[Begin SOURCE DATA]

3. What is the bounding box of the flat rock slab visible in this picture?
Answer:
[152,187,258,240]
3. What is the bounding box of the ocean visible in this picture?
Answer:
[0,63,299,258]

[End SOURCE DATA]

→ **DIRECTIONS**
Render every line of the items above as a Markdown table with the columns Row and Item line, numbering each row and omitting blank lines.

→ **TASK ANSWER**
| Row | Item line |
|---|---|
| 1 | 3. What is the bounding box of the flat rock slab visible in this picture? |
| 2 | Answer: |
| 3 | [152,187,258,240] |
| 4 | 3. What is the bounding box of the ocean visible in this picture? |
| 5 | Answer: |
| 6 | [0,63,299,258] |